Ecologically Sustainable Water Management & Restoration
Projects Tour
Thursday, March 8
This
exciting field tour will focus on the Dutch Bill Watershed in
Western Sonoma County, which is a tributary of the lower Russian
River Basin. Within the 1500 sq/mi Russian River Basin, the 11sq/mi
Dutch Bill Watershed is considered to be one of the most critical
watersheds for the recovery of endangered coho salmon and steelhead.
Dutch Bill creek has been a key source of genetically unique fish
for the historic Coho Broodstock, recovery and monitoring programs.
From Rivermouth to Ridgeline this field tour will comprehensively
offer an eco-smorgasbord of applied watershed restoration techniques.
There may be no other watershed in the region that within a seven-mile
drive you can witness such a plethora and diversity of implemented
watershed restoration tools and ideas. Brock Dolman director of
Occidental Arts and Ecology Center’s WATER Institute will
host the tour. Staff from the Gold Ridge RCD to discuss the various
projects they have implemented will join us. Tour will also have
restoration specialist Doug Gore of Dragonfly Stream Restoration,
who has been the guy ‘doing the work’ in the creek
for years. With Doug we will be able to view and discuss his numerous
instream projects such as digger logs, vortex weirs, boulder clusters,
biotechnical willow bank stabilization, as well as fish passage
projects such as culvert to bridge replacement, boulder step weirs
and concrete fishway renovation. We will also discuss fish passage
issues associated with the engineering, planning & funding
of mitigating a large county road box culvert and the pending
removal of the 60+-year-old Camp Meeker dam.

_ _ _

■ **WORK TO BE COMPLETED**
Continue the description of the Dutch Bill Watershed restoration tour, starting after its last sentence.

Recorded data
_ _ _

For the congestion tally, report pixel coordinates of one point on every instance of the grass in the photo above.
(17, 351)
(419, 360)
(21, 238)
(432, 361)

_ _ _

■ **ANSWER TO THIS TASK**
Continuing upstream to the headwaters we will visit a proposed
residential/commercial development site and discuss a number of
stormwater Low Impact Development ideas. We will view our educational
watershed road signs and interpretive watershed divide display
in downtown Occidental. The second half of the day will be spent
touring demonstration projects of upland watershed restoration
tactics. For lunch we will head uphill to California’s eighth
oldest certified organic farm at the Occidental Arts and Ecology
Center’s 80-acre campus. Numerous regenerative watershed
projects have been implemented on this land to help inspire ideas
for watershed friendly human settlement patterns. We will observe
newly constructed “PWA” style road renovation projects,
such as culvert replacements & repair, sediment basins, out
sloping, rolling and critical dips. We will walk & talk about
numerous applications of stormwater infiltration devices that
slow, spread and sink surface flows to help reduce sediment and
increase groundwater recharge. Discussions will be had concerning
OAEC’s forest management, fire and fuel load reduction projects,
use of controlled burns & mowing for coastal prairie restoration,
Sudden Oak Death treatements, invasive plant species control,
small woody debris headcut mitigation projects, wildlife habitat
enhancements, rainwater harvesting irrigation pond and much more!
Discussions will also include community based watershed organizations
as part of the solutions, based on OAEC’s experience of
supporting the organization of citizen based watershed councils
through its Basins of Relations Training over the past seven years.
All in all this tour will truly provide many diverse and thought
provoking opportunities to think, see and act like a watershed
towards a vision of Salmonid Restoration.